Segment Open
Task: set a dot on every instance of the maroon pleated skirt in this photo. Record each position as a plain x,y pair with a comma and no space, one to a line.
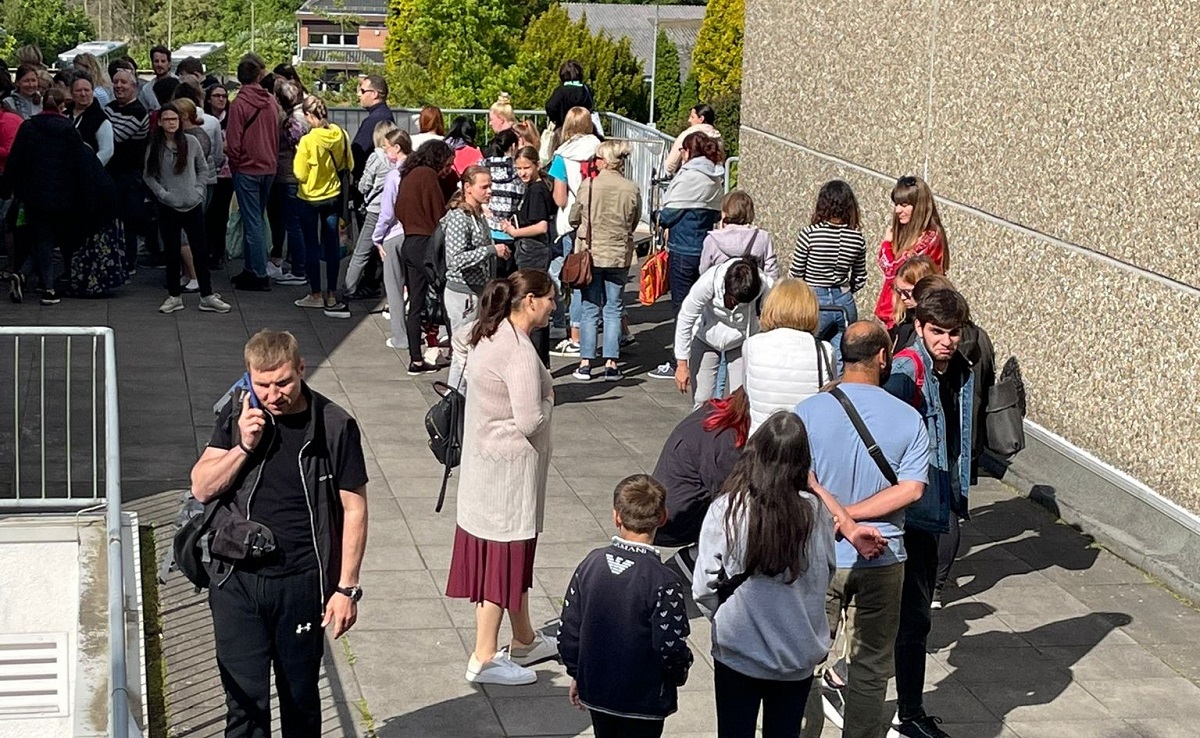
493,571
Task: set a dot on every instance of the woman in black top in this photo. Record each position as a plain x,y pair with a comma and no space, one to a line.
533,229
573,93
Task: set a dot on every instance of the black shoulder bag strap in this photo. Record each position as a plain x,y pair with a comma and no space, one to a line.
865,435
749,250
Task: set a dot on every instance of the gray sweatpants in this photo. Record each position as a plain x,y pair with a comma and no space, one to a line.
461,311
705,365
361,253
394,287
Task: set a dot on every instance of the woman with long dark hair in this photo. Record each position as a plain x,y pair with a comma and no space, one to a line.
532,231
426,183
765,563
216,103
916,229
174,174
502,485
831,257
691,207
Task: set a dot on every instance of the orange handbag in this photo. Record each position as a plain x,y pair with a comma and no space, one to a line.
653,277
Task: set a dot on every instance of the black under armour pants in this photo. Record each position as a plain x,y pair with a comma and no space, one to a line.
261,622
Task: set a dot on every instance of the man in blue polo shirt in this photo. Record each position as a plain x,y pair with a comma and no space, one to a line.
874,491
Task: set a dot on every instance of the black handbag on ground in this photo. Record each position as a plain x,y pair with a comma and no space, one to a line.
444,424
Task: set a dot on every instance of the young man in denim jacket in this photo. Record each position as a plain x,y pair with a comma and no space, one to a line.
936,378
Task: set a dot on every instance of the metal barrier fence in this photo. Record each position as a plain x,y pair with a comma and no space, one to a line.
57,461
649,145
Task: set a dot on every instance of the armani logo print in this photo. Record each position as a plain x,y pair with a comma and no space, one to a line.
617,565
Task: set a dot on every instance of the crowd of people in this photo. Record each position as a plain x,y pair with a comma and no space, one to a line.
820,479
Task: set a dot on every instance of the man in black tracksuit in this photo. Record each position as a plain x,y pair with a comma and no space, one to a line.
288,459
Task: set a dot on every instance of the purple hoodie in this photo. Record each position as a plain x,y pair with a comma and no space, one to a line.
731,243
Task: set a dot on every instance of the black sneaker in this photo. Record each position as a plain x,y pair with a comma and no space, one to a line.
924,726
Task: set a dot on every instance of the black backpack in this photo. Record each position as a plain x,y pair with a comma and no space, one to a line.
444,424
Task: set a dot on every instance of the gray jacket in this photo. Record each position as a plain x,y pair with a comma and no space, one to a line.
181,191
767,629
471,253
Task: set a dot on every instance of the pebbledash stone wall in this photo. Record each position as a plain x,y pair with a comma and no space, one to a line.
1063,142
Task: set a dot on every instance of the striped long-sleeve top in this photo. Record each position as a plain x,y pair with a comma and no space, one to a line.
829,255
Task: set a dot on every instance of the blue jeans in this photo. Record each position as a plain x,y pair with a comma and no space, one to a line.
683,270
605,291
253,191
833,323
321,241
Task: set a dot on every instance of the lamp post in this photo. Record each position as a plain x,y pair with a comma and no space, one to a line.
654,64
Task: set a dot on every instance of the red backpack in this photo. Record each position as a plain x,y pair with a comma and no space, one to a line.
918,373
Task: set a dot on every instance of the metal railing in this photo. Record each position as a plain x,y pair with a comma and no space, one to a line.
40,369
649,145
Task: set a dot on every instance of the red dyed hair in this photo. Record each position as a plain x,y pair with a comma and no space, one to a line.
731,413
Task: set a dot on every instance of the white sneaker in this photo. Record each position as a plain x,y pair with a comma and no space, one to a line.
214,304
317,303
171,305
499,670
543,647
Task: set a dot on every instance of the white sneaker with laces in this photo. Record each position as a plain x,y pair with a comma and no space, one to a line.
543,647
214,304
171,305
499,670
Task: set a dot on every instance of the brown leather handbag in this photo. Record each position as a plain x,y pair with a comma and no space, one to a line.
577,267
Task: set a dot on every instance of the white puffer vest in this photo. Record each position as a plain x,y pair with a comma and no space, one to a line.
781,369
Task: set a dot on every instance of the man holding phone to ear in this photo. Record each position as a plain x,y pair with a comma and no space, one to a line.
291,460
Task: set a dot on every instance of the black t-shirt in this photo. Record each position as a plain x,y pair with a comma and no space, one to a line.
279,502
537,205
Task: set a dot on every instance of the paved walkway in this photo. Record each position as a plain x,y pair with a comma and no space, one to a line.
1045,634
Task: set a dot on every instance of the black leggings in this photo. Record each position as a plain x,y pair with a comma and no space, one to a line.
612,726
191,222
738,697
412,257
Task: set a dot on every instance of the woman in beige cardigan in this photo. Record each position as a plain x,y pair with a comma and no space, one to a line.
502,485
605,215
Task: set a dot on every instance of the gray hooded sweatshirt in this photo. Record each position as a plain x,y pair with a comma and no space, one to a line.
768,629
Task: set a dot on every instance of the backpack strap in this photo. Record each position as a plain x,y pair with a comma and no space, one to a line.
918,373
865,435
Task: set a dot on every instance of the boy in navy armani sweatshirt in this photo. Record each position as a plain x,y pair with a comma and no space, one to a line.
624,628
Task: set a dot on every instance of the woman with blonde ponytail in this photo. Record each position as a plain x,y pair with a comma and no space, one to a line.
499,115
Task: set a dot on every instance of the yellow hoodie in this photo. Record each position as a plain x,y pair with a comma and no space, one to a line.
321,155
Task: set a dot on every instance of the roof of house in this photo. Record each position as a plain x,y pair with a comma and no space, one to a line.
343,7
636,23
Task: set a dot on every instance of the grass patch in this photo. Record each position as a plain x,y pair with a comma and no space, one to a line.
156,664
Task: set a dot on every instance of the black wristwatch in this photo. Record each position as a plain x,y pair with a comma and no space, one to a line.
354,593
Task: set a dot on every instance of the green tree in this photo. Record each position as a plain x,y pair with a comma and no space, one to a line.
610,67
717,58
53,25
666,79
450,53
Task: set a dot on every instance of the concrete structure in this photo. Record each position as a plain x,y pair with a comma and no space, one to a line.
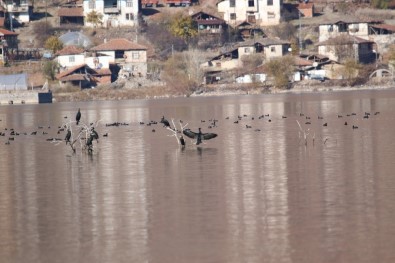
115,13
130,56
260,12
345,47
19,10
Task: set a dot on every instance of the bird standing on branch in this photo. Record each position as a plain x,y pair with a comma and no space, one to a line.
78,116
199,136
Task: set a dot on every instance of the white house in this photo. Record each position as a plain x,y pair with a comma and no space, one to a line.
131,56
70,56
19,10
116,13
260,12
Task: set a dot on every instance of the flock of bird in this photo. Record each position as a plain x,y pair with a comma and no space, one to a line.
198,136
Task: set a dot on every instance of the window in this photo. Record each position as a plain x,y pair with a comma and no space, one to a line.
92,4
343,27
129,16
135,55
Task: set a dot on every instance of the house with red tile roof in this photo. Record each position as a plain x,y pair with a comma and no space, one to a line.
71,13
20,10
84,76
70,56
345,47
130,56
115,13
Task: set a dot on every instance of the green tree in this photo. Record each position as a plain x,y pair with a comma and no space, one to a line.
54,44
280,70
184,27
94,18
50,69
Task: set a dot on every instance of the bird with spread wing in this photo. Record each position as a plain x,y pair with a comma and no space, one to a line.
199,136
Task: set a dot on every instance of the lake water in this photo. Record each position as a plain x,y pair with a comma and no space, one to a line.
259,194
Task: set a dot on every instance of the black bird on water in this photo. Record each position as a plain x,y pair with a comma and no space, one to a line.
165,122
199,136
182,141
68,136
78,116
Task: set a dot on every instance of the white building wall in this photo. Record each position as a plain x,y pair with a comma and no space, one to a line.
264,14
69,61
128,15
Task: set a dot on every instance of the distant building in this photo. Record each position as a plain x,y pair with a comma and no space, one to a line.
130,56
19,10
115,13
13,82
260,12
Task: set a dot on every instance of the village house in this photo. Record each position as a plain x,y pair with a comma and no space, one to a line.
248,31
19,10
70,56
260,12
268,48
344,47
208,24
71,13
347,25
129,56
84,76
115,13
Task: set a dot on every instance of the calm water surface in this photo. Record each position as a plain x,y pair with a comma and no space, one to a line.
260,194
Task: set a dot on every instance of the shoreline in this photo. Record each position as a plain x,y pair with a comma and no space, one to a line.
223,90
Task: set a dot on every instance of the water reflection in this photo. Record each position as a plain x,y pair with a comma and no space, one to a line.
257,194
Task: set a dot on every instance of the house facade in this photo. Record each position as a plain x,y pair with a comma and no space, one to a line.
70,56
130,56
269,48
115,13
19,10
344,47
208,24
260,12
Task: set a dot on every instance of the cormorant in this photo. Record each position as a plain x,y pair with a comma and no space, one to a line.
199,136
94,134
182,141
68,136
78,116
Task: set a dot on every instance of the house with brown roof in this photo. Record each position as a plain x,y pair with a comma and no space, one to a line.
269,48
20,10
116,13
262,13
130,56
71,13
208,24
84,76
70,56
345,47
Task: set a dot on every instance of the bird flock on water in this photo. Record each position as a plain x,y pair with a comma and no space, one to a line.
75,132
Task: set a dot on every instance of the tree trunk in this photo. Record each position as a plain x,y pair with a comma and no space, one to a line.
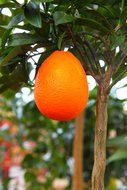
78,153
100,140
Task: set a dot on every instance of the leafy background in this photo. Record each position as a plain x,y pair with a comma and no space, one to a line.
29,32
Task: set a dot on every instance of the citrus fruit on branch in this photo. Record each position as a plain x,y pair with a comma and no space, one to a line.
61,88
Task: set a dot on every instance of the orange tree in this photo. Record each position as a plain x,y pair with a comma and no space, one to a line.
92,30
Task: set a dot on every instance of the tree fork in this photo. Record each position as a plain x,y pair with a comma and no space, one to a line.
100,138
78,153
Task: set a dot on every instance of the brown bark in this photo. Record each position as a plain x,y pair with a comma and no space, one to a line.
78,153
100,140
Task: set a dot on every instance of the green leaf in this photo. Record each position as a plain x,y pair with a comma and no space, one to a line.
97,16
15,20
91,24
5,37
117,40
123,16
44,1
23,38
120,154
5,5
32,14
29,176
14,52
61,17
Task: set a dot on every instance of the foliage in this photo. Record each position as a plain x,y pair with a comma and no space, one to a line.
93,29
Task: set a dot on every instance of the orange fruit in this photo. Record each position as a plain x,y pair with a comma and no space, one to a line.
61,88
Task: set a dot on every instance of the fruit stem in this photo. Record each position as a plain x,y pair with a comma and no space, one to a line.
77,180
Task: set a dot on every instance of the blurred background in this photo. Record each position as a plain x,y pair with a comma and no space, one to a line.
36,152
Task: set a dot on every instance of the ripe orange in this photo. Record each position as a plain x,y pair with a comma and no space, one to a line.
61,88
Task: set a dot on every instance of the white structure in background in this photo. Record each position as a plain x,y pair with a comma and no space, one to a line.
17,182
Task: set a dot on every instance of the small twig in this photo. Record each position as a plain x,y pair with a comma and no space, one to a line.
122,6
117,79
94,56
121,62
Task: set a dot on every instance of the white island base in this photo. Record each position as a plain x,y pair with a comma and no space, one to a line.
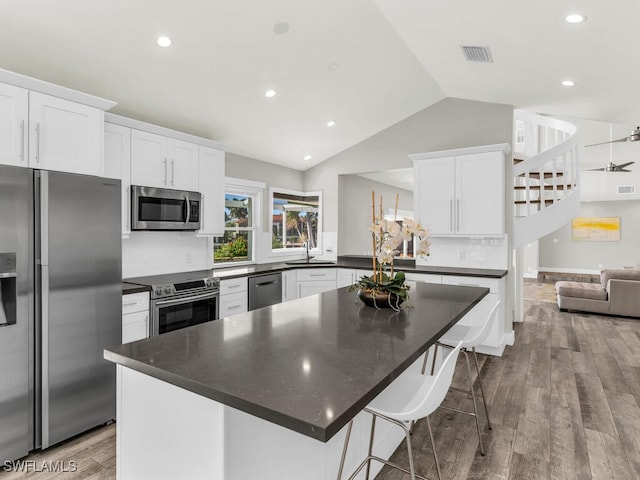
164,432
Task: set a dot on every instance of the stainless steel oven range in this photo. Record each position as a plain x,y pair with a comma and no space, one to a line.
181,300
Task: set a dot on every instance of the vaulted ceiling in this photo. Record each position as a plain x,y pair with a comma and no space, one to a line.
365,64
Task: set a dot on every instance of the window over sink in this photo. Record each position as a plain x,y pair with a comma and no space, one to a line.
241,223
295,221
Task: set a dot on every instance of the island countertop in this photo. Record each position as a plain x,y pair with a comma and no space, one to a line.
309,365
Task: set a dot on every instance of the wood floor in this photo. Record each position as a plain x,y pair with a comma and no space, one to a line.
565,403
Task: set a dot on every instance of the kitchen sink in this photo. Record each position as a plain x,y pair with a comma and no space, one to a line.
310,262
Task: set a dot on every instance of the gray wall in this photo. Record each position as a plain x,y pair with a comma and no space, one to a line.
450,123
580,255
355,214
273,175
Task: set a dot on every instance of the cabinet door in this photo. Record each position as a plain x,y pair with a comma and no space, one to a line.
135,326
183,165
65,136
117,164
480,193
149,162
434,202
311,288
289,285
211,186
14,103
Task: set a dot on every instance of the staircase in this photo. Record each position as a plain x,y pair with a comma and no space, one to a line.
546,176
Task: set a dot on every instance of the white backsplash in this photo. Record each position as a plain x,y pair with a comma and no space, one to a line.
467,252
152,253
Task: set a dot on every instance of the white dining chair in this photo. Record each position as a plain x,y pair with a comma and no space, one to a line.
470,337
409,398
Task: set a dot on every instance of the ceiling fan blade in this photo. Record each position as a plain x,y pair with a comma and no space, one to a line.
625,139
622,165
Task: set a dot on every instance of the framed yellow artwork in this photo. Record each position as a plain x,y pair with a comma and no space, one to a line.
596,229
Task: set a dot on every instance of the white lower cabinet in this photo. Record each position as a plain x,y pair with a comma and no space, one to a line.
135,317
233,296
289,285
315,280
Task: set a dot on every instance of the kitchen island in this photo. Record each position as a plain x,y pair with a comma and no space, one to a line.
266,394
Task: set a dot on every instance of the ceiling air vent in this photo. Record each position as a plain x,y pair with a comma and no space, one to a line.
477,54
626,189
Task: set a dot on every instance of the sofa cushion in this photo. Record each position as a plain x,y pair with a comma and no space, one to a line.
581,290
627,274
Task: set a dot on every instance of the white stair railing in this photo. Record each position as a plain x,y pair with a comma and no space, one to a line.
547,181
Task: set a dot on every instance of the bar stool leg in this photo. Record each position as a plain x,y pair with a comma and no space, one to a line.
373,429
344,450
473,397
433,446
486,409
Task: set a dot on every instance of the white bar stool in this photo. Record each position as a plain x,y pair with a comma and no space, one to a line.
470,337
409,398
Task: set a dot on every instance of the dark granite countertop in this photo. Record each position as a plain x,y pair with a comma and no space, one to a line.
358,262
309,365
128,288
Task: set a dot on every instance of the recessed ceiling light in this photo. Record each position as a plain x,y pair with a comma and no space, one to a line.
163,42
575,18
281,28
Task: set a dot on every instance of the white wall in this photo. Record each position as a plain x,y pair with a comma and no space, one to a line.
450,123
558,252
355,214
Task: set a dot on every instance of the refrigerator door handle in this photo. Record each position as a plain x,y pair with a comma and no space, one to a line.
44,356
43,268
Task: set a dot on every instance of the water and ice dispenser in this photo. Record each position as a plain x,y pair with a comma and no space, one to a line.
8,291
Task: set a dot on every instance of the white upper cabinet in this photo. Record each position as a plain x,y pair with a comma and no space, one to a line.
117,164
211,186
64,135
159,161
14,126
461,192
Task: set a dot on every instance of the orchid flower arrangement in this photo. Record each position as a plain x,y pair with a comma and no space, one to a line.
387,236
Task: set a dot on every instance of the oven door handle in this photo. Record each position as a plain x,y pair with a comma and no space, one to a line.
178,301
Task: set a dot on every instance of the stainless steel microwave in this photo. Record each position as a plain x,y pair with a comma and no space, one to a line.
164,209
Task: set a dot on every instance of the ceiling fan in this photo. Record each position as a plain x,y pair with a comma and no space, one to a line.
633,137
612,167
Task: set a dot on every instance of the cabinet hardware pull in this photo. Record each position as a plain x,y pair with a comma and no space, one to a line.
165,171
22,141
38,142
201,212
451,215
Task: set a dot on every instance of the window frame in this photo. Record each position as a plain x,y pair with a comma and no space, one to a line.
280,252
255,190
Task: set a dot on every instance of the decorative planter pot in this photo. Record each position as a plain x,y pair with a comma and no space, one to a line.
379,299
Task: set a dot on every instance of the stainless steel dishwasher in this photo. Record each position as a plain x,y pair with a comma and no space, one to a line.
265,290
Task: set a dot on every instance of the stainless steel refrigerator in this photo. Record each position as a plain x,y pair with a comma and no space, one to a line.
60,305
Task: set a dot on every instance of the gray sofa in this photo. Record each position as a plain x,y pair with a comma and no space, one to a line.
618,293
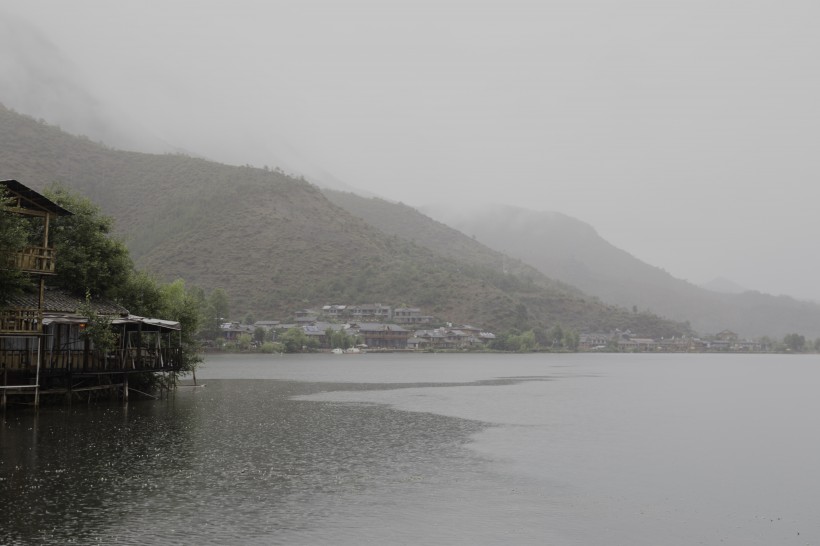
Segment Closed
TASK PROMPT ▸ Each line from the one that holds "stainless steel refrigerator" through the final line of the data must be retyped exactly; the pictures must not appear.

EXPECTED OUTPUT ▸
Task: set a dot on every instance of the stainless steel refrigerator in this photo. Record each position as a plain x,y pair with a comma and no space, one to a line.
60,305
Task: set a dot on every instance of the gray sofa in this photo. Record each position as a plain x,y pair with a comma and no space, one to a line.
618,293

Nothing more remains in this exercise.